To be done:
Lay out the lines from the line with "of the overcast" through the line with "6], [45, 30]]" as a Markdown table, leaving out blank lines. Use a "Row" column for the row number and a "Line" column for the line itself.

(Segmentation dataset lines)
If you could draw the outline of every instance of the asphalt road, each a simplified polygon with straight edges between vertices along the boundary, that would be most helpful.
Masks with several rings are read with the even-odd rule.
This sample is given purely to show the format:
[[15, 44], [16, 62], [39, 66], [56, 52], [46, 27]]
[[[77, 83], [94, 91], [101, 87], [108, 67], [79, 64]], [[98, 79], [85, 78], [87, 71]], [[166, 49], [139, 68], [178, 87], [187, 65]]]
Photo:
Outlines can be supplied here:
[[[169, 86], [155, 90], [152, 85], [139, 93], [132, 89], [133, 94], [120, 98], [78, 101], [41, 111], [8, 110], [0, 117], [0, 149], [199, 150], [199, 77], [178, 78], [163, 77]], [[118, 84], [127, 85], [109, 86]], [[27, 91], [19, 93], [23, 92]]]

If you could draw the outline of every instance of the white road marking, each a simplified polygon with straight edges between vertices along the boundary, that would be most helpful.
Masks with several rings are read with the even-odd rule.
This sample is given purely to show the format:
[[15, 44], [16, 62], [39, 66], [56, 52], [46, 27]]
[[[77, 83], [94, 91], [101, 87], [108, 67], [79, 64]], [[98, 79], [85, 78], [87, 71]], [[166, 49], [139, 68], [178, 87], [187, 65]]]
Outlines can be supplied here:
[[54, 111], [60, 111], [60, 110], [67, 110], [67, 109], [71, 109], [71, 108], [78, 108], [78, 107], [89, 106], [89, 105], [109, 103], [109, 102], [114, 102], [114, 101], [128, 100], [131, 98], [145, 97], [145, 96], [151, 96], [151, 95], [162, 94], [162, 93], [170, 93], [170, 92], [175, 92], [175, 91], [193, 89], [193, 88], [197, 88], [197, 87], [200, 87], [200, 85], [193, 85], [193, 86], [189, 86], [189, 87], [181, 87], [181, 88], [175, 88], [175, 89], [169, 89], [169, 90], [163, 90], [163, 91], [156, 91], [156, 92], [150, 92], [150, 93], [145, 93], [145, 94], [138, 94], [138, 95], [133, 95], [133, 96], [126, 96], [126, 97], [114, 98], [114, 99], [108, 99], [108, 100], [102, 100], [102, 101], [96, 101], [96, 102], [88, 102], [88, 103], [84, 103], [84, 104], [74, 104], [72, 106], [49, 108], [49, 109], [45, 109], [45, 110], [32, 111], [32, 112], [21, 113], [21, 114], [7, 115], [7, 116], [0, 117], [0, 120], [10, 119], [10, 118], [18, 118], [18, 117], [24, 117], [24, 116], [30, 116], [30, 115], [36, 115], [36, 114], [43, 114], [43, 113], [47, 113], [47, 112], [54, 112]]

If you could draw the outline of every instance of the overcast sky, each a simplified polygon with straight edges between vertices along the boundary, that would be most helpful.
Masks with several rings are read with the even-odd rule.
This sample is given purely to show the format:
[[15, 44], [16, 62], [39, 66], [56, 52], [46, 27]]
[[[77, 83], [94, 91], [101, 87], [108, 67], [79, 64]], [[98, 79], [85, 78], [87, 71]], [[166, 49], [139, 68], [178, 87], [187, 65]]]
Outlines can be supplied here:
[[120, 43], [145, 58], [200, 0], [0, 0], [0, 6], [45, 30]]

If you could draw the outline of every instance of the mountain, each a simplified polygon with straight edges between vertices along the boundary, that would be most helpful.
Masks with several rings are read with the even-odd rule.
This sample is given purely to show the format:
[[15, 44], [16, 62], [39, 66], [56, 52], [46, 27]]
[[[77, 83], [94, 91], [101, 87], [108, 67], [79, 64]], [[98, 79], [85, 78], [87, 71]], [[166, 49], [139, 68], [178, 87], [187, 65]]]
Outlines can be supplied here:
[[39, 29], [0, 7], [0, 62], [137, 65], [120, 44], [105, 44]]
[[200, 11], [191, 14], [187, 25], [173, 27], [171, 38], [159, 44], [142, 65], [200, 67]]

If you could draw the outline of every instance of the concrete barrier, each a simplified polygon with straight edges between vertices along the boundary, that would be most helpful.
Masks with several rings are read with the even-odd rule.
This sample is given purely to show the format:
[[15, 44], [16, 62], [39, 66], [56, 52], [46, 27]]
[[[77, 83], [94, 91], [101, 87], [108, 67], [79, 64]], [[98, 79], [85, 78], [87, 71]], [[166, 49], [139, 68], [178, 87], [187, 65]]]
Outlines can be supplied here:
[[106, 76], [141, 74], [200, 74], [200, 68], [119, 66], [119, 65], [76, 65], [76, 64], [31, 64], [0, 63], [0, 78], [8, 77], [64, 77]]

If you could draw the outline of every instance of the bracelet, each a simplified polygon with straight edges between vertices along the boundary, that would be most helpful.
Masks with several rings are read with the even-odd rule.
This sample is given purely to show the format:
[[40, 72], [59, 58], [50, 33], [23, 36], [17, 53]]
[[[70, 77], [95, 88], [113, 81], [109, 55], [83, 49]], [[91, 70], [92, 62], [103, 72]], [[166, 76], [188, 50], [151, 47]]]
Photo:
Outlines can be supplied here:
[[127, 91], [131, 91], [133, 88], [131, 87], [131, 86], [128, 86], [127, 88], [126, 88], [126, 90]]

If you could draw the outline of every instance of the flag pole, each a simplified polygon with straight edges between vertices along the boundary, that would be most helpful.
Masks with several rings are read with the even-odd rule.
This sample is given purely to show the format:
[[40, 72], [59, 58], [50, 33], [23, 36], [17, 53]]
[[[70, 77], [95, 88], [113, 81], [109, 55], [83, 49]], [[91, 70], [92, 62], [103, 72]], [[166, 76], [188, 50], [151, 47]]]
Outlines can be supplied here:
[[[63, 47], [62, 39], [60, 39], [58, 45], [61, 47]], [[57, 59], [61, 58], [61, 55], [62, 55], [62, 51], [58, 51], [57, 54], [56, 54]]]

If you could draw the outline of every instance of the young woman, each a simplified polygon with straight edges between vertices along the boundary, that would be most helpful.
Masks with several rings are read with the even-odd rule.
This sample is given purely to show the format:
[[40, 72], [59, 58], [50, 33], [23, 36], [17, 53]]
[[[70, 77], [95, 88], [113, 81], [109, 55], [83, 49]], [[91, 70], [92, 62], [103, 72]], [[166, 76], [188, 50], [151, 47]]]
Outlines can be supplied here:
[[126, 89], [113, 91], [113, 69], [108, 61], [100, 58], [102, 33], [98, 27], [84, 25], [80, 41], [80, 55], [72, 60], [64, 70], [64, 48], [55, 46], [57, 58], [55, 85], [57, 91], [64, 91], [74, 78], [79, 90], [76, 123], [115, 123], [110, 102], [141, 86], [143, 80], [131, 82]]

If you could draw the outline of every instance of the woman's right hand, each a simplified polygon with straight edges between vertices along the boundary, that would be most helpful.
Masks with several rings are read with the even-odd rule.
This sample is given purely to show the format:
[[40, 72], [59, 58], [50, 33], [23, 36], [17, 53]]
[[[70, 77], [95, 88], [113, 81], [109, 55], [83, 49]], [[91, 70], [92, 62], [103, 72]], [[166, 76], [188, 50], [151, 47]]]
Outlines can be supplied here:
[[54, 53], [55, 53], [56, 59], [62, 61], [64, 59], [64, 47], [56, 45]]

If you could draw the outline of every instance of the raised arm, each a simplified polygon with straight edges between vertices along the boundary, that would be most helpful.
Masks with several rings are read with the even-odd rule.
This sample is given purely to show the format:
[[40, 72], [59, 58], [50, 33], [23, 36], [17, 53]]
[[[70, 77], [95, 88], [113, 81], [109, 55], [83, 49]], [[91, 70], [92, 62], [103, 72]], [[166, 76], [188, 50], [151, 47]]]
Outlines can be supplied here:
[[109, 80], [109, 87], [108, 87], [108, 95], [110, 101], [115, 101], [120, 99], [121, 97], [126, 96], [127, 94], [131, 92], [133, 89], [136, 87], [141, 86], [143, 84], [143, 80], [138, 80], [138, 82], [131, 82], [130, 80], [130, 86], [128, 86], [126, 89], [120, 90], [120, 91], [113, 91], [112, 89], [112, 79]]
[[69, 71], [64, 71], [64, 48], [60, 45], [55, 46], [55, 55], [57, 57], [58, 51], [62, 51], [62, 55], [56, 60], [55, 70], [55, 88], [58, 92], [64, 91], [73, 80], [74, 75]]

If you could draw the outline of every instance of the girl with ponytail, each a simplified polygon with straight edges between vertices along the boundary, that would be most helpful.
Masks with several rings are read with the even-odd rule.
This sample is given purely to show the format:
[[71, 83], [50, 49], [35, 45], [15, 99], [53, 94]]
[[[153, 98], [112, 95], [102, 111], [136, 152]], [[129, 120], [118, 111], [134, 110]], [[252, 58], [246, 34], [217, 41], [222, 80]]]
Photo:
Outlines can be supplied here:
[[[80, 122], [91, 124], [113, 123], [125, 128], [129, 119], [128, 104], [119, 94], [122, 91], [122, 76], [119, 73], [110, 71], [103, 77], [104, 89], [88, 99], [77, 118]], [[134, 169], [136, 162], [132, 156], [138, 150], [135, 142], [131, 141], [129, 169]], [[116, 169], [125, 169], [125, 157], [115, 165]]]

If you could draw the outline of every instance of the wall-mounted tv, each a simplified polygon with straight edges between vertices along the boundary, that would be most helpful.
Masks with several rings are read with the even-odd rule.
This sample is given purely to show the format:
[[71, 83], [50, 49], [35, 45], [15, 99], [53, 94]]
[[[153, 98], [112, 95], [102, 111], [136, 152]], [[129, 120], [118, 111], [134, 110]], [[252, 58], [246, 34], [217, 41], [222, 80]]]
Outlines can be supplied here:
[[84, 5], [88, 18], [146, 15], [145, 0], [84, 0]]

Task solution:
| Row | Line |
|---|---|
| 1 | If you could draw the outline of every instance of the overcast sky, each a simplified polygon with straight edges between vertices along the boundary, that would be most helpful. |
| 2 | Masks with several rings are read with the even-odd rule. |
| 3 | This sample is given purely to show the format: |
| 4 | [[15, 44], [16, 62], [39, 66], [56, 52], [46, 27]] |
| 5 | [[[77, 83], [94, 91], [101, 87], [108, 67], [79, 64]], [[98, 79], [85, 78], [87, 71]], [[166, 49], [139, 68], [178, 87], [187, 65]]] |
| 6 | Outlines can be supplied here: |
| 7 | [[120, 43], [145, 58], [200, 0], [0, 0], [0, 6], [45, 30]] |